Any picture in the data below should be skipped, while every line is repeated exactly.
********
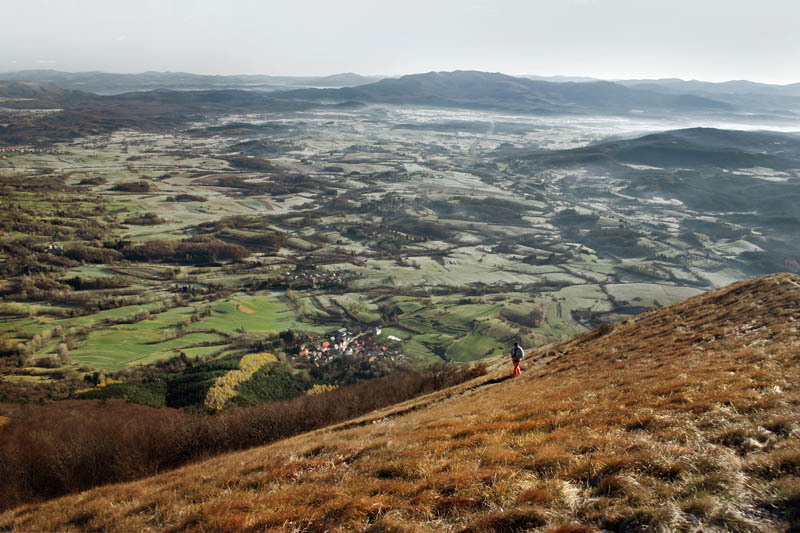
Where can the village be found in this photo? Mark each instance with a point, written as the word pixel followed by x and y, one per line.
pixel 347 343
pixel 18 150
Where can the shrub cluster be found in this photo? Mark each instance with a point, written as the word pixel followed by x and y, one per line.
pixel 50 450
pixel 198 250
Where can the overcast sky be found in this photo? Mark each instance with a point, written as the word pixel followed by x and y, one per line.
pixel 714 40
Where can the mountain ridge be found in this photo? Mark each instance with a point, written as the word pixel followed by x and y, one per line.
pixel 484 90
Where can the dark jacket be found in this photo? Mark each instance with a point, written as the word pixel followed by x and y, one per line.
pixel 517 353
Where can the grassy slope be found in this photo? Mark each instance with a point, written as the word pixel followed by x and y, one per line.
pixel 679 419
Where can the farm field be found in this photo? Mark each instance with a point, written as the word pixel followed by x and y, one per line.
pixel 134 248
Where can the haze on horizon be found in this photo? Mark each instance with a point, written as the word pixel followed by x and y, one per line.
pixel 711 40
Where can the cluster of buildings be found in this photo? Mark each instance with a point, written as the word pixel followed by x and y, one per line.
pixel 346 343
pixel 15 150
pixel 313 279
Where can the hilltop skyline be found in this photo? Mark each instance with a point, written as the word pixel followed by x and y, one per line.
pixel 607 39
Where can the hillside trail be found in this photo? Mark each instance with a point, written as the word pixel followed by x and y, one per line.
pixel 498 374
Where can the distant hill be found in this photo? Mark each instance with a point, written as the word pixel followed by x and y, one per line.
pixel 687 148
pixel 484 90
pixel 111 83
pixel 728 87
pixel 683 418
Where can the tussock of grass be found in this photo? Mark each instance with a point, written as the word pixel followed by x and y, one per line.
pixel 603 431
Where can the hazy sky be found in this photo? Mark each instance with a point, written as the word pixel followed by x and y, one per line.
pixel 713 40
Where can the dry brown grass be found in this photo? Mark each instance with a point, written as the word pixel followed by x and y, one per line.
pixel 684 420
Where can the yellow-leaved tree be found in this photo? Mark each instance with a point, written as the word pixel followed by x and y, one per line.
pixel 224 387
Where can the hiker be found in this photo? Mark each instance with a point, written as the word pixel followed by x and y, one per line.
pixel 517 353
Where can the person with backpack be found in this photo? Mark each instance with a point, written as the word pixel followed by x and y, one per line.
pixel 517 353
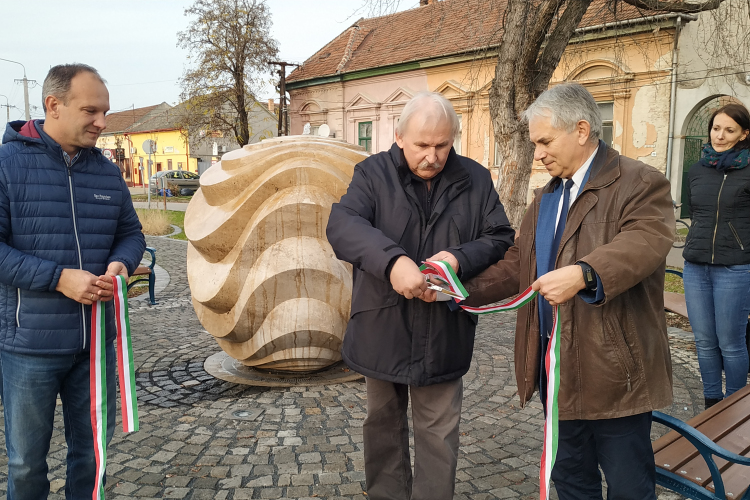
********
• [WRITTEN SOLUTION]:
Where can the village be found in this photo? Mark each instance with a point, written as the word pixel followed by x and y, one per line.
pixel 347 343
pixel 18 150
Where can the shrub cluster be found in this photo? Mark each instance with a point, written as the word pixel followed by x and y, one per line.
pixel 50 450
pixel 198 250
Where can the overcast sky be found in this photo? Mark each instance with a point, written as the word pixel followed by x and y, one per line.
pixel 714 40
Where can the mountain ridge be found in this photo? Mark each instance with a point, written as the word pixel followed by x and y, one per line.
pixel 484 90
Where can the dark jacket be found in this photo? Mark each instance with a point, written as the word pixel followed by x and y, one per line.
pixel 517 353
Where can the grassy slope be found in this photo? Mark each instance with a point, written as the word pixel followed by x and y, one per line.
pixel 679 419
Where can the farm field be found in this photo? Mark each instance with a point, written as the word pixel followed by x and y, one per line.
pixel 134 248
Where can the haze on horizon be found in this photo? Mark each instance with a point, written as the word pixel followed by x and y, one per line.
pixel 711 40
Where can the cluster of buildings be found in this photo? Mark each instance with a point, written as the word pixel followed by x and y, one per line.
pixel 346 343
pixel 15 150
pixel 313 279
Where can the hilltop skyline be found in this photo? Mark each instance with a point, written as the word pixel followed by x and y, one per line.
pixel 607 39
Where can the hillside trail be found in this photo? Mark each instance with a point, written as the word pixel followed by x and y, one per line.
pixel 498 374
Where can the distant hill be found in this photo? Mark each instance with a point, written as the word pixel followed by x and y, one per line.
pixel 687 148
pixel 484 90
pixel 111 83
pixel 728 87
pixel 683 418
Where can the tussock of grass be found in this photo? Mark each instance with a point, written as the word pixel followed by x and y, one per line.
pixel 603 431
Where can the hazy sky be found in this photo? Mark each instance with a point, written as the word pixel followed by x and y, one per line.
pixel 713 40
Where can the dry brown grass be found in this photo? Mark each instance with a point, written as the word pixel followed by x and y, one per line.
pixel 684 420
Where can the yellow-leaved tree be found in this photo? Mark each instance with a point, written as the word pixel followed by x and y, one per line.
pixel 224 387
Where can the hiker be found in this photo? Mark each instance with a point, written as the word pixel followed by x and y, one per line.
pixel 517 353
Where can the person with backpack be found in this photo? Mark each instance with a point, written as the word pixel followed by x and y, one per line.
pixel 517 353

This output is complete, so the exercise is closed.